■ Task
What this exercise calls for is an exact copy of the data.

::: The input

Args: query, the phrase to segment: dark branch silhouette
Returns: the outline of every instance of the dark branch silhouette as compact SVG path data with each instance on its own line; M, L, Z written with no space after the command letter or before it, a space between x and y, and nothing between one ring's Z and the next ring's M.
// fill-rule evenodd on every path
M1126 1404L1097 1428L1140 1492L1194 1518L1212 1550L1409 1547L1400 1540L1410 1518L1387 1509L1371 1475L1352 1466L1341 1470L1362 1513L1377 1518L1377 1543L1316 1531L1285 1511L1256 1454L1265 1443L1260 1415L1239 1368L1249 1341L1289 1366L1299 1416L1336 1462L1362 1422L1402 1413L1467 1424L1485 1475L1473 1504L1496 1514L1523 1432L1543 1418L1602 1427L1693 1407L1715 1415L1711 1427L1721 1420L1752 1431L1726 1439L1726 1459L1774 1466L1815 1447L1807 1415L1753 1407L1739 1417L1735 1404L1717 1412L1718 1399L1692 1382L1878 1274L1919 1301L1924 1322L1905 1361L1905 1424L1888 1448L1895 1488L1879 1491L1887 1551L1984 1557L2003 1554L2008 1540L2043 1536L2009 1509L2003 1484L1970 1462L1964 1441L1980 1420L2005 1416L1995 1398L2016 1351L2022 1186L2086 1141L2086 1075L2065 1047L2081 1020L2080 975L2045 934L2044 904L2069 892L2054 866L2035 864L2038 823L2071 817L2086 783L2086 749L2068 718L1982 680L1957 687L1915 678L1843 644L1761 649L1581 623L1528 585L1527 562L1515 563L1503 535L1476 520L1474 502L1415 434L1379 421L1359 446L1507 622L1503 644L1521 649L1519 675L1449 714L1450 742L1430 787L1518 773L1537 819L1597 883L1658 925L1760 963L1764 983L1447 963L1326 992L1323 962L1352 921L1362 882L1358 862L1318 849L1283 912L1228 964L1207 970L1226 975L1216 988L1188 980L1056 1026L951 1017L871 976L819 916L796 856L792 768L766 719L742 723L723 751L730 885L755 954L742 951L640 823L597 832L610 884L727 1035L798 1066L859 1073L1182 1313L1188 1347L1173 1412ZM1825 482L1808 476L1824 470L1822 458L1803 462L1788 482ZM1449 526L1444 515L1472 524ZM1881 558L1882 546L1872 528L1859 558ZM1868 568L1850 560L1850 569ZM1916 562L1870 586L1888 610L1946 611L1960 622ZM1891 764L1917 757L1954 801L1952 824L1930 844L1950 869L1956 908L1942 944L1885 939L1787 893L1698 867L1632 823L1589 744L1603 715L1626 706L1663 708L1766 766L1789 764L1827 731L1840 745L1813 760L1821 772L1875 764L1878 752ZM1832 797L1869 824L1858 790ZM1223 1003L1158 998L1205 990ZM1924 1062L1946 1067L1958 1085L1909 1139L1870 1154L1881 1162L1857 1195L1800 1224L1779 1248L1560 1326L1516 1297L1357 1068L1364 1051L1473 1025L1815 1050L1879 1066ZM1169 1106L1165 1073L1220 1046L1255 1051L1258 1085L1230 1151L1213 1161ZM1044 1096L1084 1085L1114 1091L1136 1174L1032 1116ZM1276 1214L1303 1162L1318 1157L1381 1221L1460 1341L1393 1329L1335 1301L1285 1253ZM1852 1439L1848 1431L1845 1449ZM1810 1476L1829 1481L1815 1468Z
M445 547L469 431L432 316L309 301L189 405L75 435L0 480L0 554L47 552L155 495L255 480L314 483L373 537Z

::::::

■ Response to this exercise
Args: query, the phrase to segment: dark branch silhouette
Returns: the outline of every instance of the dark branch silhouette as compact SVG path data with each instance on its own line; M, L, Z written with no space after the command letter or before it, a space between x and y, and nothing between one ring's Z and the next ring's M.
// fill-rule evenodd on every path
M1126 1404L1097 1428L1140 1492L1194 1518L1212 1550L1409 1547L1400 1540L1410 1518L1387 1509L1371 1475L1352 1466L1341 1470L1362 1513L1377 1518L1377 1543L1316 1531L1285 1511L1256 1454L1265 1443L1260 1415L1239 1368L1249 1341L1289 1366L1299 1416L1336 1462L1362 1422L1402 1413L1467 1424L1485 1475L1473 1504L1496 1514L1523 1432L1543 1418L1602 1427L1693 1407L1715 1415L1711 1427L1721 1420L1752 1431L1726 1439L1726 1459L1774 1466L1815 1447L1807 1415L1753 1407L1739 1417L1735 1404L1717 1412L1718 1399L1692 1382L1878 1274L1919 1301L1924 1322L1905 1361L1905 1424L1888 1448L1895 1488L1879 1491L1887 1551L1984 1557L2003 1554L2008 1540L2043 1536L2009 1509L2003 1484L1970 1462L1964 1441L1980 1420L2005 1416L1995 1398L2016 1351L2022 1186L2086 1141L2086 1075L2065 1047L2081 1020L2080 975L2045 934L2044 904L2069 892L2054 866L2035 864L2038 823L2071 817L2086 783L2086 749L2068 718L1982 680L1957 687L1915 678L1843 644L1761 649L1581 623L1528 585L1527 562L1515 563L1503 535L1476 520L1474 502L1415 434L1379 421L1359 446L1507 622L1503 644L1521 649L1519 675L1449 714L1450 742L1430 787L1518 773L1537 819L1597 883L1658 925L1760 963L1764 983L1447 963L1326 992L1323 962L1352 921L1362 882L1358 862L1318 849L1283 912L1228 964L1207 970L1226 975L1216 988L1188 980L1056 1026L951 1017L871 976L819 916L796 856L792 768L766 719L742 723L723 751L730 885L755 954L742 951L640 823L597 832L610 884L727 1035L798 1066L859 1073L1182 1313L1188 1347L1173 1412ZM1825 482L1808 476L1824 470L1822 458L1803 462L1788 482ZM1449 526L1444 515L1472 524ZM1881 558L1882 546L1872 528L1859 558ZM1868 568L1850 560L1850 569ZM1916 562L1870 586L1888 610L1946 611L1960 622ZM1891 764L1917 757L1954 801L1952 824L1930 844L1950 869L1956 908L1942 944L1885 939L1787 893L1698 867L1632 823L1589 744L1603 715L1626 706L1663 708L1766 766L1789 764L1827 731L1840 745L1813 760L1821 772L1875 764L1878 752ZM1832 797L1869 824L1858 790ZM1223 1003L1158 998L1205 990ZM1924 1062L1946 1067L1958 1085L1909 1139L1870 1154L1881 1162L1857 1195L1800 1224L1779 1248L1560 1326L1516 1297L1357 1068L1364 1051L1473 1025L1815 1050L1879 1066ZM1169 1106L1165 1073L1220 1046L1255 1051L1258 1085L1230 1151L1213 1161ZM1044 1096L1084 1085L1114 1091L1136 1174L1032 1116ZM1276 1214L1303 1162L1318 1157L1381 1221L1460 1341L1393 1329L1335 1301L1285 1253ZM1852 1439L1848 1431L1845 1449ZM1810 1476L1829 1481L1815 1468Z
M445 547L469 431L432 316L309 301L189 405L75 435L0 480L0 554L47 552L155 495L255 480L314 483L373 537Z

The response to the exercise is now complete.